◆ **QUOTED PASSAGE**:
◇ ◇ ◇
The trademark battle has had another target that has been, for Blume, even more of a concern. When the controversy was emerging, she and friend Rachel Kaplan, who homesteads in the North Bay, were awaiting the imminent publication of their new co-authored homesteading book, Urban Homesteading: Heirloom Skills for Sustainable Living. The book’s publisher, Skyhorse, has received a more formal cease and desist letter from the Dervaes’ lawyers, but so far it has had no effect on the book’s release or launch parties scheduled in the East Bay and North Bay throughout the spring and summer.

Blume is the first to note that she and Kaplan are not the only people publishing a book on the subject. There are other homesteading books available, many by couples detailing their personal experiences and offering plenty of “how-to” advice and instruction. Blume explains what’s different about the book she and Kaplan wrote: They include a lot of “why-to . . . really eloquent rationale for why to do this—it’s about a movement.” The two interviewed 24 individuals and families who have found innovative solutions for conserving resources and maximizing space, which the authors feel allows them to represent not just scattered ideas, but the larger homesteading movement.
◇ ◇ ◇
◆ **RECORDS**:
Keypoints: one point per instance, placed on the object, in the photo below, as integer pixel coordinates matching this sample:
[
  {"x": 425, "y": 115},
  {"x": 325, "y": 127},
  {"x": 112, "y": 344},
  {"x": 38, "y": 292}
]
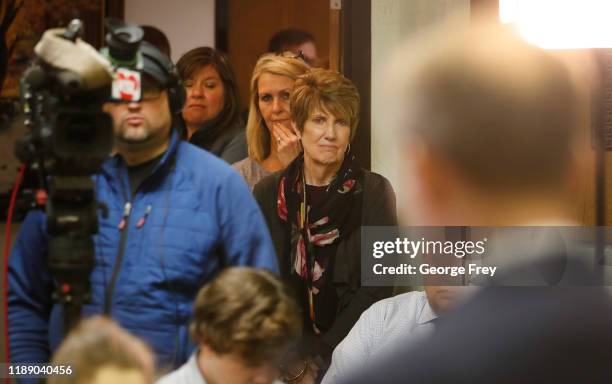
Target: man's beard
[{"x": 134, "y": 135}]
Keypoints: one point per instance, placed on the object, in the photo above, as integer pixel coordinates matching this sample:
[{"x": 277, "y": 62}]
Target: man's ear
[{"x": 435, "y": 171}]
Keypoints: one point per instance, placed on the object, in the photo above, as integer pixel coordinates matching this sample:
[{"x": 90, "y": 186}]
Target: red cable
[{"x": 7, "y": 250}]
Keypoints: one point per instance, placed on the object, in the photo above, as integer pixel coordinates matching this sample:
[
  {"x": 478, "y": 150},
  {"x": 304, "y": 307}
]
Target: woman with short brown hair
[{"x": 316, "y": 207}]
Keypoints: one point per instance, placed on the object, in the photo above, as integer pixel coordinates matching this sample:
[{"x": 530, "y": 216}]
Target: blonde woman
[{"x": 272, "y": 143}]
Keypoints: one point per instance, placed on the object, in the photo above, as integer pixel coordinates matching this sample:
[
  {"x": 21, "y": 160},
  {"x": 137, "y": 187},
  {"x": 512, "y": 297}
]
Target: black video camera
[{"x": 69, "y": 137}]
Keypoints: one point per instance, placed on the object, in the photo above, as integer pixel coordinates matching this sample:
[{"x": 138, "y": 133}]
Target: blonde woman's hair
[
  {"x": 249, "y": 312},
  {"x": 99, "y": 342},
  {"x": 287, "y": 64}
]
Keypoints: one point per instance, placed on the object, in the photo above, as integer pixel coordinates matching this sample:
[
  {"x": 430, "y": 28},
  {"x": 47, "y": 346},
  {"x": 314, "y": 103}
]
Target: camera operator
[{"x": 176, "y": 216}]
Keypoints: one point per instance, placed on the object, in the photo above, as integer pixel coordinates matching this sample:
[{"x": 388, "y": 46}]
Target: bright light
[{"x": 561, "y": 24}]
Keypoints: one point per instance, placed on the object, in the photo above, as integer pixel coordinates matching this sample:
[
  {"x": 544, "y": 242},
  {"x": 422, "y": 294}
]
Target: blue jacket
[{"x": 202, "y": 218}]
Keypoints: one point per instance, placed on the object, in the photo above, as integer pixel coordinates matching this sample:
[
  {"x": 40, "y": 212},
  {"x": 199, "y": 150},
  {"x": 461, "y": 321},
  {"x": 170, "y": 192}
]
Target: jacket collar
[{"x": 427, "y": 314}]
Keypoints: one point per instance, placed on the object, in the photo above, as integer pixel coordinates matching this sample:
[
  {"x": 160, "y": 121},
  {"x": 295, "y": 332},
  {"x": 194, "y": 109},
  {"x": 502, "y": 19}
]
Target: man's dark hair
[{"x": 285, "y": 39}]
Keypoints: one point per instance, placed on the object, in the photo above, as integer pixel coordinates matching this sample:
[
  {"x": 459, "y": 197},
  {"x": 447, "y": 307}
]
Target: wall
[
  {"x": 394, "y": 21},
  {"x": 187, "y": 23},
  {"x": 252, "y": 23}
]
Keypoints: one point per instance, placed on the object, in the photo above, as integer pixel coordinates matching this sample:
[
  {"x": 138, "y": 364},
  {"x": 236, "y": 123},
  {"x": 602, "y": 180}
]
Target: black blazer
[{"x": 378, "y": 209}]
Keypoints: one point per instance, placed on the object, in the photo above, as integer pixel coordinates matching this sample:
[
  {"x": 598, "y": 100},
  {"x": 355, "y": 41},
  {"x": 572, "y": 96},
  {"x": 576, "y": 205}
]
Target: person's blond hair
[
  {"x": 99, "y": 342},
  {"x": 500, "y": 110},
  {"x": 325, "y": 90},
  {"x": 246, "y": 311},
  {"x": 258, "y": 136}
]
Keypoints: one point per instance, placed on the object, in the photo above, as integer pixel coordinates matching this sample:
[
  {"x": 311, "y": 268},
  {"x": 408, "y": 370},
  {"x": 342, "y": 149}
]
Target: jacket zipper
[{"x": 124, "y": 225}]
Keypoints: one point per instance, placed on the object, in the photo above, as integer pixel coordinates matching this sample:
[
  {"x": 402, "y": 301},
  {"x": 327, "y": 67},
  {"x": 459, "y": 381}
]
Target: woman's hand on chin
[{"x": 287, "y": 143}]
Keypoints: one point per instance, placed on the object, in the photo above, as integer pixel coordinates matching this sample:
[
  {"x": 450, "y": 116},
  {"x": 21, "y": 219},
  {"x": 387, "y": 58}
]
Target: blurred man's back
[{"x": 487, "y": 141}]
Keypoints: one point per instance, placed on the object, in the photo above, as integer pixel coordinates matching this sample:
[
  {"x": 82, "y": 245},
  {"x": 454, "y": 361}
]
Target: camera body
[{"x": 69, "y": 136}]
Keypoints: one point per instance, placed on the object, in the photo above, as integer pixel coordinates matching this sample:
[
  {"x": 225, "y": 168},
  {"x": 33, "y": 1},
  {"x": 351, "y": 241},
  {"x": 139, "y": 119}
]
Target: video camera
[{"x": 62, "y": 95}]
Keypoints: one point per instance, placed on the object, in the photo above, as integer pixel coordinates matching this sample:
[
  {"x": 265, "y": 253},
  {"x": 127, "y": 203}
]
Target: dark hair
[
  {"x": 156, "y": 37},
  {"x": 201, "y": 57},
  {"x": 286, "y": 39}
]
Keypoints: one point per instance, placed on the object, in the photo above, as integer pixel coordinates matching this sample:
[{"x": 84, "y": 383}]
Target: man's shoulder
[
  {"x": 188, "y": 373},
  {"x": 201, "y": 162},
  {"x": 400, "y": 307}
]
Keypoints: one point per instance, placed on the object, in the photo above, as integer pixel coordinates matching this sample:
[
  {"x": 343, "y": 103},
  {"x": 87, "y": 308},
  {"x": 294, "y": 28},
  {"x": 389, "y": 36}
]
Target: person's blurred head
[
  {"x": 98, "y": 351},
  {"x": 294, "y": 40},
  {"x": 212, "y": 91},
  {"x": 325, "y": 110},
  {"x": 244, "y": 322},
  {"x": 271, "y": 86},
  {"x": 488, "y": 125},
  {"x": 143, "y": 127}
]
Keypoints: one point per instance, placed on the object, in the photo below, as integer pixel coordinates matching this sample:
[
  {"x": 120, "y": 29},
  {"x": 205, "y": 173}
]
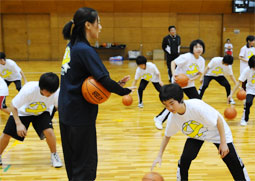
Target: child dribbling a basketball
[
  {"x": 248, "y": 75},
  {"x": 209, "y": 126},
  {"x": 148, "y": 72},
  {"x": 191, "y": 64},
  {"x": 216, "y": 69}
]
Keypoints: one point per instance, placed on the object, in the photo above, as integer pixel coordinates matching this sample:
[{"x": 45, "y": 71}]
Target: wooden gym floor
[{"x": 128, "y": 141}]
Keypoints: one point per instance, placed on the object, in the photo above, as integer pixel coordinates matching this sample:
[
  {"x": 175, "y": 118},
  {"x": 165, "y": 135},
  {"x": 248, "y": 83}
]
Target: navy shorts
[{"x": 40, "y": 123}]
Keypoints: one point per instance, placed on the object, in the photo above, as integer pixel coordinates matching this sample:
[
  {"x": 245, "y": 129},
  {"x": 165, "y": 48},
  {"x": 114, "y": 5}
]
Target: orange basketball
[
  {"x": 127, "y": 100},
  {"x": 230, "y": 113},
  {"x": 152, "y": 176},
  {"x": 241, "y": 94},
  {"x": 94, "y": 92},
  {"x": 182, "y": 80}
]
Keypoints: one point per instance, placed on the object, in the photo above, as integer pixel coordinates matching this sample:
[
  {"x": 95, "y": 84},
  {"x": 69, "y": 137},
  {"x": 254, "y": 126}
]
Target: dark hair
[
  {"x": 81, "y": 16},
  {"x": 249, "y": 38},
  {"x": 194, "y": 43},
  {"x": 171, "y": 91},
  {"x": 228, "y": 59},
  {"x": 141, "y": 60},
  {"x": 2, "y": 55},
  {"x": 251, "y": 62},
  {"x": 170, "y": 27},
  {"x": 49, "y": 81}
]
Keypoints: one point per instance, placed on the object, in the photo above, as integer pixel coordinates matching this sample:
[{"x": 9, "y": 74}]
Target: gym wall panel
[
  {"x": 106, "y": 20},
  {"x": 15, "y": 36},
  {"x": 127, "y": 35},
  {"x": 106, "y": 35},
  {"x": 210, "y": 27},
  {"x": 152, "y": 35},
  {"x": 39, "y": 37},
  {"x": 155, "y": 6},
  {"x": 153, "y": 20}
]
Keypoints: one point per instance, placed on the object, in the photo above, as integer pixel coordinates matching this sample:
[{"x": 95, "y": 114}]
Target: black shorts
[{"x": 40, "y": 123}]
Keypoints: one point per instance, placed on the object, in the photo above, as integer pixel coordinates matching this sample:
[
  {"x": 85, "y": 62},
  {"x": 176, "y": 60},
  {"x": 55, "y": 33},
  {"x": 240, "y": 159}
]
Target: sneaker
[
  {"x": 158, "y": 123},
  {"x": 55, "y": 160},
  {"x": 140, "y": 105},
  {"x": 243, "y": 122},
  {"x": 231, "y": 101}
]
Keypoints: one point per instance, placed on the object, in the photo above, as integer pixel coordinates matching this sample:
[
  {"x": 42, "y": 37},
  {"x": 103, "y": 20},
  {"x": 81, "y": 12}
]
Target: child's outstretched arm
[{"x": 234, "y": 89}]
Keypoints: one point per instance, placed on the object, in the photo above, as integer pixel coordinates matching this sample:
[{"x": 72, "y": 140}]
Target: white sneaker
[
  {"x": 56, "y": 162},
  {"x": 158, "y": 123},
  {"x": 231, "y": 101},
  {"x": 140, "y": 105},
  {"x": 243, "y": 122}
]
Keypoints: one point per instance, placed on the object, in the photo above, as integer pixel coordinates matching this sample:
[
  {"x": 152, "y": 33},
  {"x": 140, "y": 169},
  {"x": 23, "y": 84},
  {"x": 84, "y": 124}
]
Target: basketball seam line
[
  {"x": 98, "y": 88},
  {"x": 90, "y": 95}
]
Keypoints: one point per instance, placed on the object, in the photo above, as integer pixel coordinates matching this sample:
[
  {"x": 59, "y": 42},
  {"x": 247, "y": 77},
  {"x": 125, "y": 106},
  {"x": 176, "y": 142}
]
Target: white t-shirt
[
  {"x": 29, "y": 100},
  {"x": 228, "y": 46},
  {"x": 249, "y": 75},
  {"x": 3, "y": 88},
  {"x": 10, "y": 71},
  {"x": 217, "y": 68},
  {"x": 189, "y": 65},
  {"x": 246, "y": 53},
  {"x": 151, "y": 73},
  {"x": 199, "y": 122}
]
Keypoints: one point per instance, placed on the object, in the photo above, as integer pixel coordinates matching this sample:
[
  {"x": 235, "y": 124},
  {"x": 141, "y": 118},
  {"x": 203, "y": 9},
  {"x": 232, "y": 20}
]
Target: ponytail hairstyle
[{"x": 78, "y": 32}]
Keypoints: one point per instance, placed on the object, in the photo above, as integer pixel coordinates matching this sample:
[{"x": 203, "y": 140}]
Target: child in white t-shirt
[
  {"x": 33, "y": 104},
  {"x": 216, "y": 69},
  {"x": 3, "y": 93},
  {"x": 11, "y": 72},
  {"x": 200, "y": 122},
  {"x": 147, "y": 71},
  {"x": 192, "y": 64},
  {"x": 246, "y": 52},
  {"x": 248, "y": 76}
]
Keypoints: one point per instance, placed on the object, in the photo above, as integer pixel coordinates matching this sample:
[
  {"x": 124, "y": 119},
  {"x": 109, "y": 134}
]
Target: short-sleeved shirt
[
  {"x": 198, "y": 123},
  {"x": 189, "y": 65},
  {"x": 217, "y": 68},
  {"x": 151, "y": 73},
  {"x": 80, "y": 61},
  {"x": 249, "y": 75},
  {"x": 3, "y": 88},
  {"x": 10, "y": 71},
  {"x": 228, "y": 46},
  {"x": 30, "y": 102},
  {"x": 246, "y": 53}
]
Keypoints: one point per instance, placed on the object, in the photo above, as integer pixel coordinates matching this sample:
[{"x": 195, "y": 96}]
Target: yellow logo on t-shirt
[
  {"x": 193, "y": 69},
  {"x": 147, "y": 76},
  {"x": 6, "y": 73},
  {"x": 36, "y": 108},
  {"x": 193, "y": 129},
  {"x": 65, "y": 62},
  {"x": 217, "y": 71}
]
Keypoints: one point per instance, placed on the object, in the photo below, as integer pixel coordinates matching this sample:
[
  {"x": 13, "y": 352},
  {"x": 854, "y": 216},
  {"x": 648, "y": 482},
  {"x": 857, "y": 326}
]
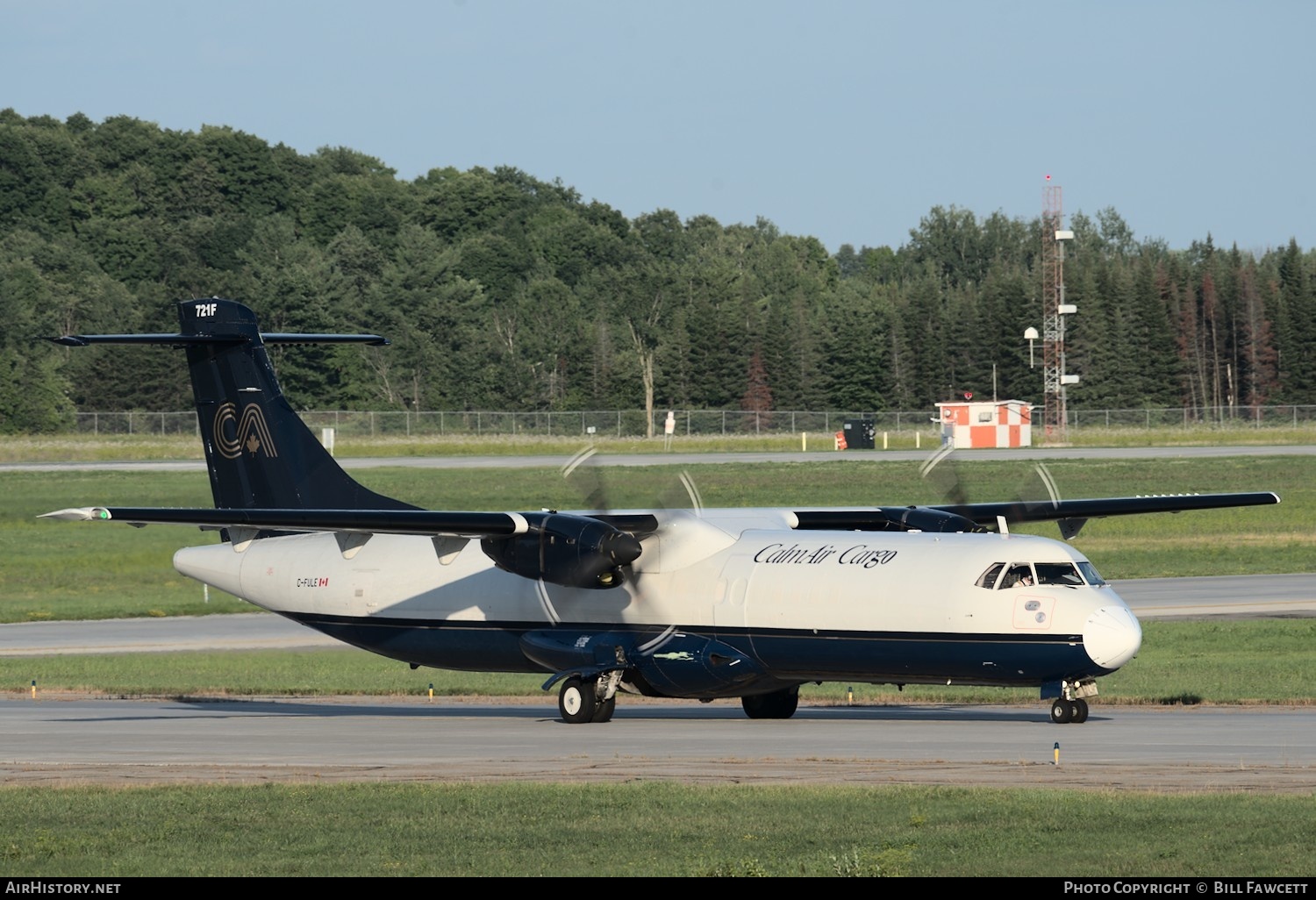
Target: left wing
[
  {"x": 1070, "y": 515},
  {"x": 566, "y": 549}
]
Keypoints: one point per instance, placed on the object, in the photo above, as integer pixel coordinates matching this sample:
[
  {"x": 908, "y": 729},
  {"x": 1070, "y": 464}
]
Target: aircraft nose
[{"x": 1112, "y": 636}]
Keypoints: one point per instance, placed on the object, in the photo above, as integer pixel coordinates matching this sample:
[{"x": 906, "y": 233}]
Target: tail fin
[{"x": 260, "y": 454}]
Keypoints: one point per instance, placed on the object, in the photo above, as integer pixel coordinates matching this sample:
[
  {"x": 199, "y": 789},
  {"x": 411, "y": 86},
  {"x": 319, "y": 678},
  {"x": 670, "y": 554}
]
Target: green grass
[
  {"x": 647, "y": 829},
  {"x": 116, "y": 447}
]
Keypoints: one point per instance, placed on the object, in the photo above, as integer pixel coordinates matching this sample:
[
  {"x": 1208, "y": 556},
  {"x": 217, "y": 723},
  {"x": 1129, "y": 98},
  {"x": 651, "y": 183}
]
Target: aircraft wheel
[
  {"x": 1062, "y": 712},
  {"x": 603, "y": 710},
  {"x": 576, "y": 702},
  {"x": 778, "y": 704}
]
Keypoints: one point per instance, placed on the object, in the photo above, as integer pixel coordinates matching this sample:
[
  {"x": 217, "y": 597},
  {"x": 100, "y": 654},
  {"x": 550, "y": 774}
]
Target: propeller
[
  {"x": 583, "y": 470},
  {"x": 1037, "y": 489},
  {"x": 573, "y": 550}
]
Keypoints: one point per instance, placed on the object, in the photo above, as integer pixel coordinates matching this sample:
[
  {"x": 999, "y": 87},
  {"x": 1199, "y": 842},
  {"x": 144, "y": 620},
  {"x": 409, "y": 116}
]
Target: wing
[
  {"x": 1070, "y": 515},
  {"x": 576, "y": 550}
]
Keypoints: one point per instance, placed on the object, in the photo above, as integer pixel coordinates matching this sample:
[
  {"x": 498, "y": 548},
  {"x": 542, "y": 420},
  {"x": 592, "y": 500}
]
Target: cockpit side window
[
  {"x": 989, "y": 578},
  {"x": 1090, "y": 574},
  {"x": 1018, "y": 575},
  {"x": 1058, "y": 574}
]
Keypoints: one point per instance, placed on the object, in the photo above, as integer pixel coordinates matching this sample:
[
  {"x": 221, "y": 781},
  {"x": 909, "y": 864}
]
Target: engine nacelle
[
  {"x": 926, "y": 518},
  {"x": 562, "y": 549}
]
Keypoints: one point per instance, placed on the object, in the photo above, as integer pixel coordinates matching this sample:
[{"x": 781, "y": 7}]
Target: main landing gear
[
  {"x": 587, "y": 699},
  {"x": 1069, "y": 711}
]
◇ ◇ ◇
◆ **EXERCISE PROMPT**:
From the passage on the urban homesteading book, reproduce word for word the part that opens with the words containing "Blume is the" and closes with "larger homesteading movement.".

◆ **FINISHED EXERCISE**:
Blume is the first to note that she and Kaplan are not the only people publishing a book on the subject. There are other homesteading books available, many by couples detailing their personal experiences and offering plenty of “how-to” advice and instruction. Blume explains what’s different about the book she and Kaplan wrote: They include a lot of “why-to . . . really eloquent rationale for why to do this—it’s about a movement.” The two interviewed 24 individuals and families who have found innovative solutions for conserving resources and maximizing space, which the authors feel allows them to represent not just scattered ideas, but the larger homesteading movement.